- **Exercise details**: Find each line in the data below that contains the string "coords", and copy those lines.

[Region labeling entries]

________

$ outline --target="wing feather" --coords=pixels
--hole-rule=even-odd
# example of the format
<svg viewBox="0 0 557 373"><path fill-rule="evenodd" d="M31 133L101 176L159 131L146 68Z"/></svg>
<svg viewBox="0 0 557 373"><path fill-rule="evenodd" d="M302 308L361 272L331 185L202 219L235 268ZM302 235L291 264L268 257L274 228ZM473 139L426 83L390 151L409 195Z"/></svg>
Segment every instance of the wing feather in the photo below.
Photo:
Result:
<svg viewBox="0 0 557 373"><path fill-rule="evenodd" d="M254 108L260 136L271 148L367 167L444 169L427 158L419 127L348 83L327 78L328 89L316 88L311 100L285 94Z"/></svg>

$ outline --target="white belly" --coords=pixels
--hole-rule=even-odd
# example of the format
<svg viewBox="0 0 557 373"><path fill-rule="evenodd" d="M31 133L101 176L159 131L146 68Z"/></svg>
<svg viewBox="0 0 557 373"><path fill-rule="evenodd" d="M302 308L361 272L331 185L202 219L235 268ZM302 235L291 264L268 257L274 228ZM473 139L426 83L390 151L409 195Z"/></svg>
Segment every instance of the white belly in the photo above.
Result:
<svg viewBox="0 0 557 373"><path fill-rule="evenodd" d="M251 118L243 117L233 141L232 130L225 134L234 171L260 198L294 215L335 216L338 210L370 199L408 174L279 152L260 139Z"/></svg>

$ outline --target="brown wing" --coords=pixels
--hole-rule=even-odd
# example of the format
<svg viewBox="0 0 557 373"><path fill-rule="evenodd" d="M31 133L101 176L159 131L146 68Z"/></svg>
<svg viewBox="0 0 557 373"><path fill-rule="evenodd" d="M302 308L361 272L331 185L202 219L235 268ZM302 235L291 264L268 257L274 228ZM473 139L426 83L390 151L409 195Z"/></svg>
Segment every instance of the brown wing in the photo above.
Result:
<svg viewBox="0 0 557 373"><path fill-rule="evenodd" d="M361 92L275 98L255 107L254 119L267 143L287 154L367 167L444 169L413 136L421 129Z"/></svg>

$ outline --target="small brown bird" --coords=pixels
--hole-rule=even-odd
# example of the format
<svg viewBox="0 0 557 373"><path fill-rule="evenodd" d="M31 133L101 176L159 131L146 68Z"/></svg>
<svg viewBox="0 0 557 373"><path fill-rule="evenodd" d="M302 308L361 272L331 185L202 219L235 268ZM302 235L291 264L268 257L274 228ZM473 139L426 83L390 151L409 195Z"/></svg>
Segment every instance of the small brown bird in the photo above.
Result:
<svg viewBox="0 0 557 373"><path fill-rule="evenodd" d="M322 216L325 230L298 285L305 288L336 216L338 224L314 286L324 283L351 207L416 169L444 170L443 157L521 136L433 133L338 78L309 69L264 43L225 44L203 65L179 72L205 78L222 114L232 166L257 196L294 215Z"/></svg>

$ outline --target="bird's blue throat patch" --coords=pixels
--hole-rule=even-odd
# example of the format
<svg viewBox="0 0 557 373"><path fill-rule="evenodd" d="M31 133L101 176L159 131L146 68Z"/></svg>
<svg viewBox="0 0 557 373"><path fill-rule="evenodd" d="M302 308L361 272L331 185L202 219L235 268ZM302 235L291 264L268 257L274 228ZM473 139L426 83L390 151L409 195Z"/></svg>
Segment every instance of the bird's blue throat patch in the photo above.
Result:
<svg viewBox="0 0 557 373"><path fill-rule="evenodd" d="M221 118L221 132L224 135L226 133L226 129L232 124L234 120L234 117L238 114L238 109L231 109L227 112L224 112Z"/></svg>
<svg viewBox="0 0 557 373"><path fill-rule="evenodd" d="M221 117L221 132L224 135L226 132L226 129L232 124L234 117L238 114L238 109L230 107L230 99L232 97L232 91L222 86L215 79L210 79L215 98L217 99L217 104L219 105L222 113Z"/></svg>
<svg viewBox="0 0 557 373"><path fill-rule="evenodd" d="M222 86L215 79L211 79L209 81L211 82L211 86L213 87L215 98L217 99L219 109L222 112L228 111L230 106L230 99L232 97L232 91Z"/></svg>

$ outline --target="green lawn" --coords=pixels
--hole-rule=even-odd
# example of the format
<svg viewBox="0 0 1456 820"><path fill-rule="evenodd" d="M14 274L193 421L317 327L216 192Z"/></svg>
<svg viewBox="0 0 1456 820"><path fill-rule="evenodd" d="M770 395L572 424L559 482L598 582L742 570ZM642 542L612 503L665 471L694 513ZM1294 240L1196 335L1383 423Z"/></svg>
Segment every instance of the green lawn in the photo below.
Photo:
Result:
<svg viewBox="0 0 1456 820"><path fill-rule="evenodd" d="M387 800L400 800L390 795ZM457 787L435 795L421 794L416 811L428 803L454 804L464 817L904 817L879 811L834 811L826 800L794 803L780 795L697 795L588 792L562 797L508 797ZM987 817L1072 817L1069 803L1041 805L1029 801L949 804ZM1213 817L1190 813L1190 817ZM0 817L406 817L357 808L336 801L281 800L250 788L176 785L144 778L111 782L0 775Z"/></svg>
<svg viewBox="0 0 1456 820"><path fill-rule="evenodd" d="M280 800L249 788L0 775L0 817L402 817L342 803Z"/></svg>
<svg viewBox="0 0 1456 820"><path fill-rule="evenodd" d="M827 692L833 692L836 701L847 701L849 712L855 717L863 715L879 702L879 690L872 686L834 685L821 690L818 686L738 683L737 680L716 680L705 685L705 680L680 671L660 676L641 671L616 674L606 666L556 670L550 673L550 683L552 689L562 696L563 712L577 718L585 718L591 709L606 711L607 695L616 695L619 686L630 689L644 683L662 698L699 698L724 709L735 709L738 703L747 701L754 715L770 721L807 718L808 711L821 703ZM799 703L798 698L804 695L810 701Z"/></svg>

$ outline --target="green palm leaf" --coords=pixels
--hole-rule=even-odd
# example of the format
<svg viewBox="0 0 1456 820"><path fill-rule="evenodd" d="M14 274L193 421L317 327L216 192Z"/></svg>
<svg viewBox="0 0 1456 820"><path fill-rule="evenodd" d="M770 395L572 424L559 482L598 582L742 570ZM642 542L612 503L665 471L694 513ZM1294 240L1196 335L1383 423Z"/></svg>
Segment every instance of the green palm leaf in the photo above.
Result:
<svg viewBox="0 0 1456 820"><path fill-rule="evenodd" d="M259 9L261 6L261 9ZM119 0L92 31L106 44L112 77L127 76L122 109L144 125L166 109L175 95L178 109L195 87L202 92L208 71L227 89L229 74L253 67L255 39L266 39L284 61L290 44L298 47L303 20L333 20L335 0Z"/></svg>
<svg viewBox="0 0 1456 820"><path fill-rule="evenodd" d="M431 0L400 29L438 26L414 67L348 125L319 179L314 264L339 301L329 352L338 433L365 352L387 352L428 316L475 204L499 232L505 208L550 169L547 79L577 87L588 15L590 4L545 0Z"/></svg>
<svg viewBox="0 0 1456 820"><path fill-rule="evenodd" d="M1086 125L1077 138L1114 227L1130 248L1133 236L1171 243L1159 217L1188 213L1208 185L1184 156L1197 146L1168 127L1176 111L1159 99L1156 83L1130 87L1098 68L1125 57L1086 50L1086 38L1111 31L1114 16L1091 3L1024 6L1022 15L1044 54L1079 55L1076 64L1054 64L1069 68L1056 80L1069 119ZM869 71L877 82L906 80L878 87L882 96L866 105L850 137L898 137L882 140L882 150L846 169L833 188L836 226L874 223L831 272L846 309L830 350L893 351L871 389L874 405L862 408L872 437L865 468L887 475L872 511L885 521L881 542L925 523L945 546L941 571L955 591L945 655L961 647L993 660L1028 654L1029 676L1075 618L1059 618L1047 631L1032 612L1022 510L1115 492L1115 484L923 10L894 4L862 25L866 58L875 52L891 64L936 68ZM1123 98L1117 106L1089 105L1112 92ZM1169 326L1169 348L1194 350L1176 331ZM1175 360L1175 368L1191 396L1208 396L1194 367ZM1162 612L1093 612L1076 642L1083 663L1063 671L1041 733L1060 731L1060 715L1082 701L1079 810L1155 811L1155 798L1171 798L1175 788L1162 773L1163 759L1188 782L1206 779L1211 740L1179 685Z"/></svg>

________

- **Written answer**:
$ outline --target="wing feather" --coords=pixels
$ outline --target="white belly" --coords=pixels
$ outline --target="brown wing" --coords=pixels
$ outline --target="small brown bird" --coords=pixels
$ outline --target="bird's blue throat patch" --coords=pixels
$ outline --target="green lawn" --coords=pixels
$ outline --target="green palm leaf" --coords=pixels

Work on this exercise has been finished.